# Task brief:
Count how many lines in the following data hold the word "every". Your answer is the number and nothing else.

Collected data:

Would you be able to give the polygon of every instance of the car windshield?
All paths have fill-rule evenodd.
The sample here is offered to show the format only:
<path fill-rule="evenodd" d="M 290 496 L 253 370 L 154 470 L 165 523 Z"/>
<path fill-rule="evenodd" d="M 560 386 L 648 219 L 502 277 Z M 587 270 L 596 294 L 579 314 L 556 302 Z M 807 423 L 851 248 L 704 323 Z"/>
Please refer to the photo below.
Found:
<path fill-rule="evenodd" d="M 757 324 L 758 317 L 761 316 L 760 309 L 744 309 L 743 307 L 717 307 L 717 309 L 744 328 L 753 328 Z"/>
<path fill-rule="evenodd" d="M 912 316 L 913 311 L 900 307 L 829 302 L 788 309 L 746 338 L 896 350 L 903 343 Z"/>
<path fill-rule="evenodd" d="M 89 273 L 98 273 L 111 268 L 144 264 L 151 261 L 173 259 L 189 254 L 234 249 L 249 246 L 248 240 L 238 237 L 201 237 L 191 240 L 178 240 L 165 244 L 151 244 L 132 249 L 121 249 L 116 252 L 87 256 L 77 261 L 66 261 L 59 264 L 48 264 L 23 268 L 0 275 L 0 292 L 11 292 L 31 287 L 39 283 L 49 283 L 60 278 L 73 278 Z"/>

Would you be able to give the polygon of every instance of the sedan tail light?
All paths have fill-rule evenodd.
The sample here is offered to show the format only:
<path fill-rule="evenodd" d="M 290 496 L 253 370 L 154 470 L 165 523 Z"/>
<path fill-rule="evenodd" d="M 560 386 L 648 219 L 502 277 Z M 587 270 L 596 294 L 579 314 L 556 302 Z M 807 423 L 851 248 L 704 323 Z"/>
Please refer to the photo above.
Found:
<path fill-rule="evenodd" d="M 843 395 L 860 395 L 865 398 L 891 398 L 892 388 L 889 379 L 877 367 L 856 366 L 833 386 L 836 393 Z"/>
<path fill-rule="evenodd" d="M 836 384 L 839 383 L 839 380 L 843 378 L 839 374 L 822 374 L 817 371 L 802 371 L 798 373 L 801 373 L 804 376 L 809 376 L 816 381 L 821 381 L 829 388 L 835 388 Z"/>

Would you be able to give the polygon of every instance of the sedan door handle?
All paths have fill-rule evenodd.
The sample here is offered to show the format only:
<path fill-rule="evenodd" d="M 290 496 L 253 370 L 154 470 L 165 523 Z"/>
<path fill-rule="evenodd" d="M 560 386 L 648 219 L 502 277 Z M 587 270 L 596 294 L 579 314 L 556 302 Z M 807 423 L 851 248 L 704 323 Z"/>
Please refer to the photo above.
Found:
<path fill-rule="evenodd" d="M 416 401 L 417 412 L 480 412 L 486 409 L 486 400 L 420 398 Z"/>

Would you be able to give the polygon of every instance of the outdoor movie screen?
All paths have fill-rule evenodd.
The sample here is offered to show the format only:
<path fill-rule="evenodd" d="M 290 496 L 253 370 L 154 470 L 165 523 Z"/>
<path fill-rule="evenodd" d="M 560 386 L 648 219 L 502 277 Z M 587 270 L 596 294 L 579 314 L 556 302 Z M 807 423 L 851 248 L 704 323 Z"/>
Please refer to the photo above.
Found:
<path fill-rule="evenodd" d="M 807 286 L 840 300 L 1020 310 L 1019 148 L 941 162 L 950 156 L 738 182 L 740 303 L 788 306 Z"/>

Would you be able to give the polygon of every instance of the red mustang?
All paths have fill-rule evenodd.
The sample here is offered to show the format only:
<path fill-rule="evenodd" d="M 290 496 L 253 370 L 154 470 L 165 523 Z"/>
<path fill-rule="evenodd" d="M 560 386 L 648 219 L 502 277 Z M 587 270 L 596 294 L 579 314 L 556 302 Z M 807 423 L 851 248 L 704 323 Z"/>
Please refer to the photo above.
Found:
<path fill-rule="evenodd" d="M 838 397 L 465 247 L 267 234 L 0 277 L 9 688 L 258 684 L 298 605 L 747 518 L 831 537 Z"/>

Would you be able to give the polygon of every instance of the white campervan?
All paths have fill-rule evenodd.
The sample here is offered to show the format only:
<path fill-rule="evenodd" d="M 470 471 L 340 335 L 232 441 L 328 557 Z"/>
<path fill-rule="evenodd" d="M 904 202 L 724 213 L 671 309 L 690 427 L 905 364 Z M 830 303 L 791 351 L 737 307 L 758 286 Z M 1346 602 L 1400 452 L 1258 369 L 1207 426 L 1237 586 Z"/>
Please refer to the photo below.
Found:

# Answer space:
6